— Start Records for processing —
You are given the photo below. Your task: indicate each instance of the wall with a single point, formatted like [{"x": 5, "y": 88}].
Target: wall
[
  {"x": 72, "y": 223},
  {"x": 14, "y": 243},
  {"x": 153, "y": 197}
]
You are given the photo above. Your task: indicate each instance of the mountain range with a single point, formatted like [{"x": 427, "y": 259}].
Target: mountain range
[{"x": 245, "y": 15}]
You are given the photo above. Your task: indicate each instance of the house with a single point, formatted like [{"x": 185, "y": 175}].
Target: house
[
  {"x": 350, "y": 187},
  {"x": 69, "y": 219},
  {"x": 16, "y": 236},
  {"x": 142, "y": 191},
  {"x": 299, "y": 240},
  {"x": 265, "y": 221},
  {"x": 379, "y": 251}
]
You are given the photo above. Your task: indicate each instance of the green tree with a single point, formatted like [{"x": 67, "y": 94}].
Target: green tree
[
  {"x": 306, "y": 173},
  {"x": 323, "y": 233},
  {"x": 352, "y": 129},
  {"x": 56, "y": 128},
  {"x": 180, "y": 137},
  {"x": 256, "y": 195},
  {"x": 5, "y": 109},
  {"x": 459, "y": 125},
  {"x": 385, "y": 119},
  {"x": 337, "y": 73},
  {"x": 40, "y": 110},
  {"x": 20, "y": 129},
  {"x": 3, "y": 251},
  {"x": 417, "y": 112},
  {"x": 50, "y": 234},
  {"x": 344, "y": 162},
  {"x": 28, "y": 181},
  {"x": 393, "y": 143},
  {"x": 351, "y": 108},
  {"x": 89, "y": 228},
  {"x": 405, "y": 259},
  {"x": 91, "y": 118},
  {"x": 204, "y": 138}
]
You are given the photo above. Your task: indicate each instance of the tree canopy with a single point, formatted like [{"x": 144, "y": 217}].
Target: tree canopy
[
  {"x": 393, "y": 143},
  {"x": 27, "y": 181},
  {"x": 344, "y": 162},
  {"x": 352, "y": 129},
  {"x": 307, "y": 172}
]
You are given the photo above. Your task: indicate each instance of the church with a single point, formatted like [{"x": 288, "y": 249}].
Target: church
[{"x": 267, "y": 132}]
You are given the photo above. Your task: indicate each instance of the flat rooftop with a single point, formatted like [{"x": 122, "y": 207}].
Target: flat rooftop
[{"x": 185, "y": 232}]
— End Records for processing —
▶ **Objective**
Can you copy every one of the entries above, word for word?

▶ **Exercise response**
You are given the photo below. Your task: indicate each instance of the wall with a single point, formatted like [{"x": 5, "y": 88}].
Target: wall
[
  {"x": 72, "y": 223},
  {"x": 14, "y": 243},
  {"x": 153, "y": 197}
]
You are given the photo above. Your task: indicate each instance of the mountain range with a single point, formatted like [{"x": 427, "y": 259}].
Target: mountain range
[{"x": 245, "y": 15}]
You are given the photo above. Your task: indicate each instance of the house with a single point, formatted like [{"x": 185, "y": 175}].
Target: house
[
  {"x": 350, "y": 187},
  {"x": 69, "y": 219},
  {"x": 16, "y": 236},
  {"x": 142, "y": 191},
  {"x": 299, "y": 240},
  {"x": 265, "y": 221},
  {"x": 379, "y": 251}
]
You are given the photo above. Your task: indicate each instance of the green tree with a single point, formatted like [{"x": 67, "y": 94}].
Target: green tree
[
  {"x": 306, "y": 173},
  {"x": 323, "y": 233},
  {"x": 352, "y": 129},
  {"x": 56, "y": 128},
  {"x": 180, "y": 137},
  {"x": 256, "y": 195},
  {"x": 5, "y": 109},
  {"x": 459, "y": 125},
  {"x": 385, "y": 119},
  {"x": 337, "y": 73},
  {"x": 40, "y": 110},
  {"x": 20, "y": 129},
  {"x": 3, "y": 251},
  {"x": 417, "y": 112},
  {"x": 50, "y": 234},
  {"x": 344, "y": 162},
  {"x": 28, "y": 181},
  {"x": 393, "y": 143},
  {"x": 351, "y": 108},
  {"x": 89, "y": 228},
  {"x": 405, "y": 259},
  {"x": 91, "y": 118},
  {"x": 204, "y": 138}
]
You are given the photo above. Your task: indicate each instance of the tree canopy with a single point, formatted like [{"x": 144, "y": 217}].
Target: tree canopy
[
  {"x": 393, "y": 143},
  {"x": 27, "y": 181},
  {"x": 344, "y": 162},
  {"x": 352, "y": 129},
  {"x": 307, "y": 172}
]
You are given the photo above. Your task: indicate each instance of the church with a single point, formatted like [{"x": 288, "y": 249}].
Target: church
[{"x": 267, "y": 132}]
You are given the photo above. Your task: indicate each instance of the flat rooftop with a single point, formatted like [{"x": 122, "y": 207}].
Target: flat rooftop
[{"x": 185, "y": 232}]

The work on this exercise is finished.